**ANFORDERUNG A:** Such aus der Liste unten jede Zeile heraus, in der die Zeichenfolge „blue“ vorkommt. Achte dabei auf Groß- und Kleinschreibung.

**AUSGANGSTEXT:**
+++++

Borussia Mönchengladbach Stranzl und Rolfes — die guten alten Männer

Mönchengladbach · Wenn sich Simon Rolfes und Martin Stranzl mal verabreden wollten, würden sie sich anrufen, eine SMS oder E-Mail schicken. Wenn die Verabredung weit genug in der Zukunft liegen würde, täte es vermutlich auch eine Einladung per Post. Was die Kapitäne von Bayer Leverkusen und Borussia Mönchengladbach aber in keinem Fall tun würden, ist, sich eine Nachricht via Facebook zu schreiben. Denn in einer medial omnipräsenten Branche, in der Mesut Özils Profil bei Facebook 27 Millionen "Gefällt mir!"-Angaben vorweisen kann, in der ein Lukas Podolski 2,5 Millionen Follower bei Twitter hat und 2,8 Millionen Menschen verfolgen, was ein Mario Götze bei Instagram postet, da verweigern sich Rolfes und Stranzl in trauter Verbundenheit dem Treiben in den sozialen Netzwerken.

 Martin Stranzl und Simon Rolfes (re.)

Martin Stranzl und Simon Rolfes (re.)

Foto: dpa / Kombo rpo

Warum? "Weil ich das für eine gnadenlose Zeitverschwendungsmaschine halte. Ich rufe meine Freunde an, und ich muss auch nicht nachlesen können, ob sie abends Pizza essen. Das ist ein Trend in der Gesellschaft, der sehr starke Auswirkungen haben kann, der die Leute nervös macht. Es ist also stressfrei für mich, das Ganze gar nicht erst mitzumachen", sagte Rolfes bereits vor drei Jahren im Trainingslager an der Algarve.

An seiner Überzeugung hat sich seitdem nichts geändert. Und selbige Überzeugung ist auch bei Martin Stranzl inzwischen gereift. "Es kostet alles so viel Zeit, und ich sehe keinen Sinn darin. Wenn du im Mannschaftsbus sitzt, guckst du die ganze Zeit nur aufs Handy, anstatt dich zu unterhalten oder mal was zu lesen", sagt er.

+++++

**AUSGELESENE DATEN:**
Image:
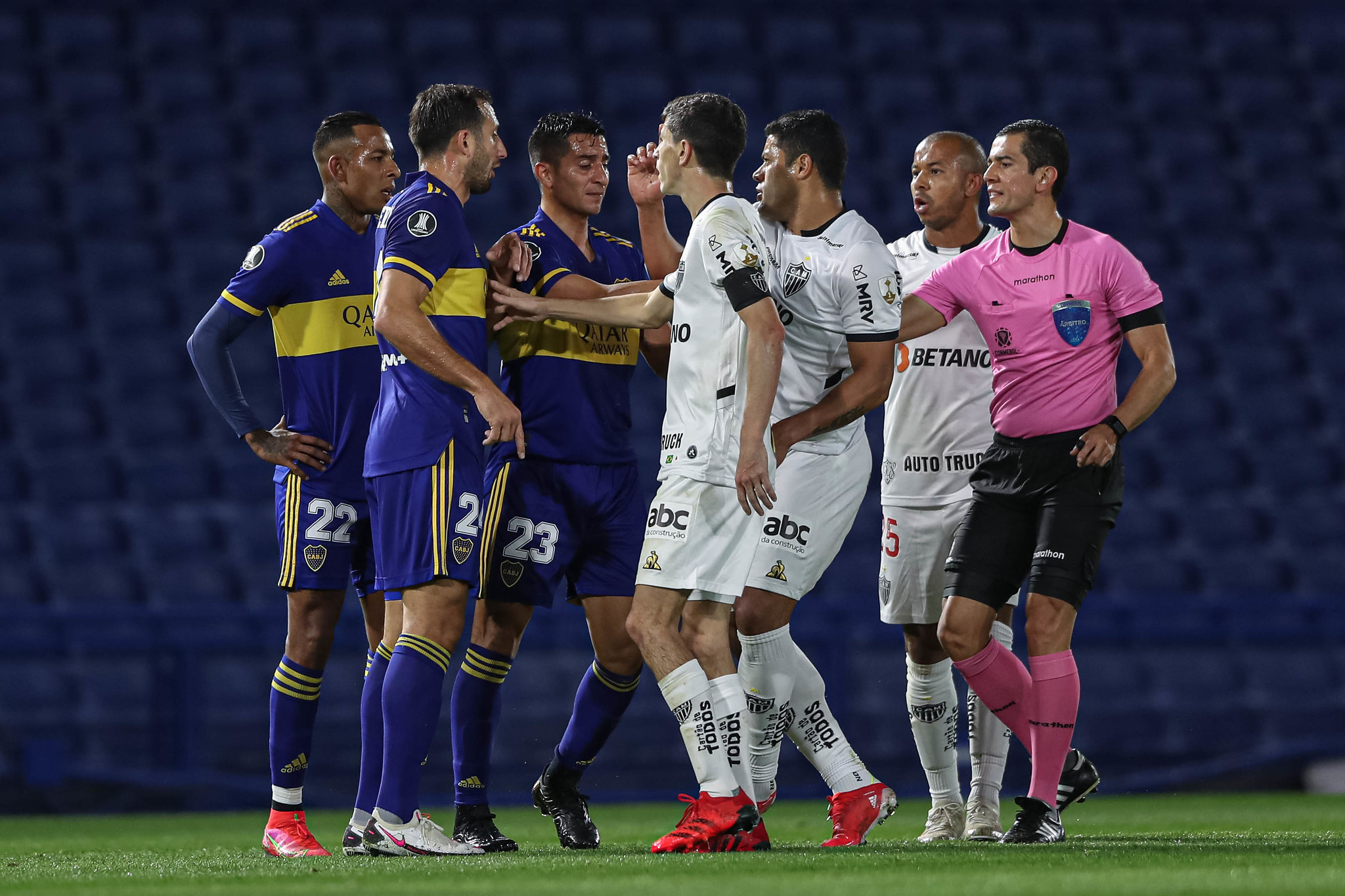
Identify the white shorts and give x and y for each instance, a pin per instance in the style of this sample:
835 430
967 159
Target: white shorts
818 498
916 543
697 538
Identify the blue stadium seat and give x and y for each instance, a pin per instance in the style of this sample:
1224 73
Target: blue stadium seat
252 39
81 38
159 38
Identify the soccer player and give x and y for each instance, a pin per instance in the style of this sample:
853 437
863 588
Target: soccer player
423 465
937 427
835 289
314 274
564 513
716 467
1053 300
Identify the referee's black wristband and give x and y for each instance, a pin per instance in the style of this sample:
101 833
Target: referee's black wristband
1116 426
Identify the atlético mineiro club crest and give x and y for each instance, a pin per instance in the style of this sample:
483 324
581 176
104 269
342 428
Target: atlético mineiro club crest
1072 319
795 276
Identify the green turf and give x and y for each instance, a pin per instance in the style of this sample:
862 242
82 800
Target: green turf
1193 844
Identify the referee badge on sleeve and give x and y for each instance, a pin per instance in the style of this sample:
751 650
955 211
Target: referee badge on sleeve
1072 319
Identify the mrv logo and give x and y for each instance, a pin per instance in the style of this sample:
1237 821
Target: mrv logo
783 532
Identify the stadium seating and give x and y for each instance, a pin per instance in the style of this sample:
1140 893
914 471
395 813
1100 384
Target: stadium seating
139 543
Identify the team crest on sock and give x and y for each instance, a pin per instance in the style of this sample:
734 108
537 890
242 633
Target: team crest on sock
315 557
512 571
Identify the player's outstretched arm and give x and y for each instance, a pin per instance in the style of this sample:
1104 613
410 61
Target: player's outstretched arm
662 253
209 351
917 319
1157 377
646 312
766 350
853 396
400 320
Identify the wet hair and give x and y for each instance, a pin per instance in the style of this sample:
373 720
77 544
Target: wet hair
341 127
1043 146
441 112
817 135
971 155
715 125
550 140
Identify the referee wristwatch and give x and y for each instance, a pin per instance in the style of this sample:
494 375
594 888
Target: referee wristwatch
1116 426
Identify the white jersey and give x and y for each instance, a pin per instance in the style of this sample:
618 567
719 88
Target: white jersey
833 285
937 423
720 265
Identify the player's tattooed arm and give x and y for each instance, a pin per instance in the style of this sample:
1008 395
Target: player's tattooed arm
917 319
288 449
853 396
400 320
662 253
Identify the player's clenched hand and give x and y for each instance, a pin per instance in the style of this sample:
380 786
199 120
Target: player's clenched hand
505 418
510 258
1097 446
288 449
642 177
516 305
753 480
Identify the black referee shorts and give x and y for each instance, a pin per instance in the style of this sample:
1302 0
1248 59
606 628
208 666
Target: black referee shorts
1034 513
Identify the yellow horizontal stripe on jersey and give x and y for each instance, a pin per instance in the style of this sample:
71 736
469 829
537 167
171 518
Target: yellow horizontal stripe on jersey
233 300
579 341
326 326
459 293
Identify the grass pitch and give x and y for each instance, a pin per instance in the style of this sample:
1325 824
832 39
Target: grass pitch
1191 844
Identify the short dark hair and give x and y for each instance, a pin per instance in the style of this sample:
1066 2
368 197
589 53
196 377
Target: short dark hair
341 127
550 139
969 148
715 125
1043 144
818 135
441 112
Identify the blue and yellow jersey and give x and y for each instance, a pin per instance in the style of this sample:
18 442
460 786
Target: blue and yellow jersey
423 233
572 382
315 277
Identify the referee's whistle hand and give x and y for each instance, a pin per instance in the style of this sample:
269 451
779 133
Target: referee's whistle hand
288 449
1095 448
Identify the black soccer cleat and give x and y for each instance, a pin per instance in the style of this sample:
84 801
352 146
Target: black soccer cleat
557 794
475 826
1036 824
1078 779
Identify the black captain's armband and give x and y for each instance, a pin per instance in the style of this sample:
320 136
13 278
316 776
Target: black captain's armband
1146 317
745 286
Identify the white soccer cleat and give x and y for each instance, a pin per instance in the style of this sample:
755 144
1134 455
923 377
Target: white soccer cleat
944 822
984 822
417 837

+++++

**ANFORDERUNG B:** Kopiere aus dem Text über Rolfes und Stranzl Wort für Wort die Stelle von „Mönchengladbach · Wenn“ bis „den sozialen Netzwerken.“.

**ERGEBNIS A:**
Identify the blue stadium seat and give x and y for each instance, a pin per instance in the style of this sample:
Target: blue stadium seat
Identify the blue and yellow jersey and give x and y for each instance, a pin per instance in the style of this sample:
Target: blue and yellow jersey

**ERGEBNIS B:**
Mönchengladbach · Wenn sich Simon Rolfes und Martin Stranzl mal verabreden wollten, würden sie sich anrufen, eine SMS oder E-Mail schicken. Wenn die Verabredung weit genug in der Zukunft liegen würde, täte es vermutlich auch eine Einladung per Post. Was die Kapitäne von Bayer Leverkusen und Borussia Mönchengladbach aber in keinem Fall tun würden, ist, sich eine Nachricht via Facebook zu schreiben. Denn in einer medial omnipräsenten Branche, in der Mesut Özils Profil bei Facebook 27 Millionen "Gefällt mir!"-Angaben vorweisen kann, in der ein Lukas Podolski 2,5 Millionen Follower bei Twitter hat und 2,8 Millionen Menschen verfolgen, was ein Mario Götze bei Instagram postet, da verweigern sich Rolfes und Stranzl in trauter Verbundenheit dem Treiben in den sozialen Netzwerken.